*GIVEN REQUEST 1:*
Rewrite the records from the line that contains "[locate] beige trousers" through the end of the records, changing "beige trousers" to "tan pants" and leaving everything else the same.

*PAGE TEXT:*
* * * * * * *

No, I believe it was David Howells that did it originally for the Fujitsu FRV architecture.


>>> which is ELF with FOUR base pointers. Each major section
>>> (rodata, text, data, and bss) has its own base pointer, so you need to find
>>> smaller chunks of memory to load them into (and thus it can work on a more
>>> fragmented system), AND it means that two instances of the same program can
>>> share the read-only sections (rodata and text) so you only need new copies of
>>> the writeable segments (data and bss. And the heap. And the stack.)
>>
>> It is worth noting that to run PIE style ELF binaries on no-MMU systems you
>> actually use the FDPIC ELF loader - not the traditional linux ELF loader (binfmt_elf).
>
> Yup. Although that's mostly because binfmt_elf refuses to build without
> CONFIG_MMU due to some stupid #ifdefs and assumptions.
>
> My understanding (mostly from making puppy eyes at Rich Felker) is that the
> bimfmt_fdpic loader can load conventional ELF binaries just fine, the way the
> ext4 driver can mount ext3 or ext2. Unfortunately, my attempts to build
> bimfmt_fdpic on i386 and arm64 and mips and powerpc and so on to TRY that hit
> the same "kconfig and the #ifdefs really dowanna allow this" nonsense.
>
> I note that qemu's application emulation handles conventional ELF, static PIE,
> and fdpic pretty much interchangeably. THEY didn't see the need to have two
> redundant loaders doing the same thing, with only one understanding some fairly
> minor extensions. But the linux-kernel community seems to segregate out nommu
> support and quarrantine it, for no obvious reason. (And then make the nommu
> stuff build ONLY in one mode and the with-mmu stuff build ONLY in the other mode
> and NEVER THE TWAIN SHALL MEET, again for no obvious reason.)>
>> Using this setup is going to become much easier now that uClibc has native
>> support for generating a relevant library and ld.so for noMMU linux (certainly
>> for m68k, arm and riscv at least) - as of version 1.0.45.

* * * * * * *

*GIVEN REQUEST 2:*
Reproduce the passage of the post on ELF loaders for no-MMU systems word for word, starting at the words "No, I believe" and stopping after "ELF loader (binfmt_elf).".

Location identification items:

* * * * * * *

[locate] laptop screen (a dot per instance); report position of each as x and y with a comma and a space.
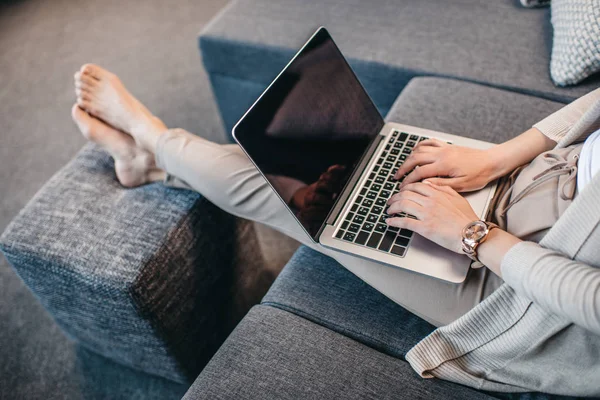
309, 130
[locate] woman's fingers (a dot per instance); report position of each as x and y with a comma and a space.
423, 172
417, 187
411, 203
414, 160
406, 223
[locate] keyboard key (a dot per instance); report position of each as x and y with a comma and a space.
405, 233
374, 240
387, 241
367, 226
349, 236
402, 241
362, 238
398, 250
381, 228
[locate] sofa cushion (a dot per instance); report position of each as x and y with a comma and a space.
320, 290
141, 276
387, 42
273, 354
576, 45
468, 109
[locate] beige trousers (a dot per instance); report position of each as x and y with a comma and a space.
224, 175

* * * * * * *

*TASK SOLUTION 1:*
[locate] tan pants (a dot per instance); report position of each as x and y with a comma and a space.
224, 175

*TASK SOLUTION 2:*
No, I believe it was David Howells that did it originally for the Fujitsu FRV architecture.


>>> which is ELF with FOUR base pointers. Each major section
>>> (rodata, text, data, and bss) has its own base pointer, so you need to find
>>> smaller chunks of memory to load them into (and thus it can work on a more
>>> fragmented system), AND it means that two instances of the same program can
>>> share the read-only sections (rodata and text) so you only need new copies of
>>> the writeable segments (data and bss. And the heap. And the stack.)
>>
>> It is worth noting that to run PIE style ELF binaries on no-MMU systems you
>> actually use the FDPIC ELF loader - not the traditional linux ELF loader (binfmt_elf).